Prompt — Reproduce all records verbatim.
————————
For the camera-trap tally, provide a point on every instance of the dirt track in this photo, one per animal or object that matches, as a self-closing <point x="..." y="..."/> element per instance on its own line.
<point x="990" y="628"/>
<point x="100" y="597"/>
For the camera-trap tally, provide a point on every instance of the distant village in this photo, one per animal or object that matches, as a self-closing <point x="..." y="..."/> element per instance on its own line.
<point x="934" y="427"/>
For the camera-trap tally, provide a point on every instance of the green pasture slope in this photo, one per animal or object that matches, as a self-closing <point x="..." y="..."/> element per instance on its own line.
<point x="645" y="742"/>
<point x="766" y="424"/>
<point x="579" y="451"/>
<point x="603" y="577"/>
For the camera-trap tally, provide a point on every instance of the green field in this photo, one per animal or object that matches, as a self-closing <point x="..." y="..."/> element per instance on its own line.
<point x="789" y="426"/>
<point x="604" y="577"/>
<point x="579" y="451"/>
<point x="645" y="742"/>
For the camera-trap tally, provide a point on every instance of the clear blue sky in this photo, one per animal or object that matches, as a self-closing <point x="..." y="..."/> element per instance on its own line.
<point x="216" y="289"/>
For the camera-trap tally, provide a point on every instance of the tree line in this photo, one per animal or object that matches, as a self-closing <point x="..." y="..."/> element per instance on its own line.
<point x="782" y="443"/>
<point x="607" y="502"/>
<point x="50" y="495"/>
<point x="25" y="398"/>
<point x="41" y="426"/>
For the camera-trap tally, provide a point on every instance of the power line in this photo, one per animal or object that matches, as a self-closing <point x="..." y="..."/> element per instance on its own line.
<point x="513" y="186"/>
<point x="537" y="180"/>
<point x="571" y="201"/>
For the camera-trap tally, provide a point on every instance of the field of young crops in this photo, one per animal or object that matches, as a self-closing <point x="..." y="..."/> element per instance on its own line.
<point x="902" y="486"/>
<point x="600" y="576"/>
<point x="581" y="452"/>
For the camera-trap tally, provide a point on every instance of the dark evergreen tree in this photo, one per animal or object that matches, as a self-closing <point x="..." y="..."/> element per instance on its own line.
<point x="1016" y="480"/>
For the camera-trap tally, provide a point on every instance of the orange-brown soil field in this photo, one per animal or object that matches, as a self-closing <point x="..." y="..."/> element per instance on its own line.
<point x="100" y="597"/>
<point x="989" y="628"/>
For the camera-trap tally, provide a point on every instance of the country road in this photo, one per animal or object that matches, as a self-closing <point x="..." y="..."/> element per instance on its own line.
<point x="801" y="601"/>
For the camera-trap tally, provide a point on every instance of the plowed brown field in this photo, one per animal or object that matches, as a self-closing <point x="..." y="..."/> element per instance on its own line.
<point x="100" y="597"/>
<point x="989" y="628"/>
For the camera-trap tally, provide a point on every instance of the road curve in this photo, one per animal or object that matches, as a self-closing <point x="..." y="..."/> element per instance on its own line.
————————
Reply to the exercise —
For the camera-trap tally, provide a point on every instance of the dirt track in this photo, one per animal or object that matches, as a self-closing <point x="..." y="..."/> element per instance on its own line.
<point x="990" y="628"/>
<point x="100" y="597"/>
For the camera-trap tally, provide a point on every instance of the distant village in this photo, one per animal or object that matches, as a self-closing <point x="..." y="..."/> element per instance on its own line.
<point x="934" y="427"/>
For the camera-trap tally, provide a point on every instance of the green pasture slope in this photo, one per animal or object that matches, as a self-closing <point x="..." y="..."/> element per instance on its own line.
<point x="645" y="742"/>
<point x="766" y="424"/>
<point x="579" y="451"/>
<point x="603" y="577"/>
For the camera-trap tally, provide a point on every instance of the green field in this photo, one per animal or object that matches, as a self-closing <point x="..." y="..."/> element per instance on its own line.
<point x="789" y="426"/>
<point x="604" y="577"/>
<point x="579" y="451"/>
<point x="645" y="742"/>
For the camera-trap tally, provide a point on every instance of the clear blue sky in this photo, one per animal or object that matches, as a self-closing <point x="..." y="..."/> element per instance on its own line.
<point x="216" y="289"/>
For the camera-trap tally, provide a point on every instance of the tree line in this photo, one per animal or object that matches, as a self-closing <point x="..." y="..."/> element per instance on its own line.
<point x="782" y="443"/>
<point x="607" y="502"/>
<point x="50" y="495"/>
<point x="25" y="398"/>
<point x="41" y="426"/>
For the camera-trap tally, provide a point on every instance of the power line in this photo, one per animal or object that matches, as a self-closing <point x="..." y="..."/> element per instance on its own line.
<point x="513" y="186"/>
<point x="537" y="180"/>
<point x="571" y="201"/>
For the camera-trap tally, provide a point on every instance of the field of young crops in this photo, one per animal or object that matches, as a self-closing <point x="..." y="..."/> element per instance on its own line.
<point x="902" y="486"/>
<point x="600" y="576"/>
<point x="581" y="452"/>
For the camera-trap tally, provide a point on every instance of the dark evergreen tree in this photo, one per animal or object that matches, as a self-closing <point x="..." y="..."/> element per instance on its own line.
<point x="1016" y="480"/>
For the camera-trap tally, provide a point on every instance of the orange-brown soil field in this photo, one per animal or object that matches, as a self-closing <point x="..." y="..."/> element per instance on its own line.
<point x="100" y="597"/>
<point x="989" y="628"/>
For the camera-trap tally, provide a point on every instance of the country road in this photo, one per animal or object that matches, as a self-closing <point x="..." y="..."/> element per instance on its own line.
<point x="801" y="601"/>
For the camera-trap tally, provide a point on every instance of the plowed brown field in this photo, one per animal or object that matches, as a self-closing <point x="..." y="..."/> element per instance on its own line.
<point x="100" y="597"/>
<point x="989" y="628"/>
For the camera-trap tally, provide a point on every instance of the road curve in this photo, one per animal or object that matches, as a self-closing <point x="..." y="..."/> element per instance on its own line.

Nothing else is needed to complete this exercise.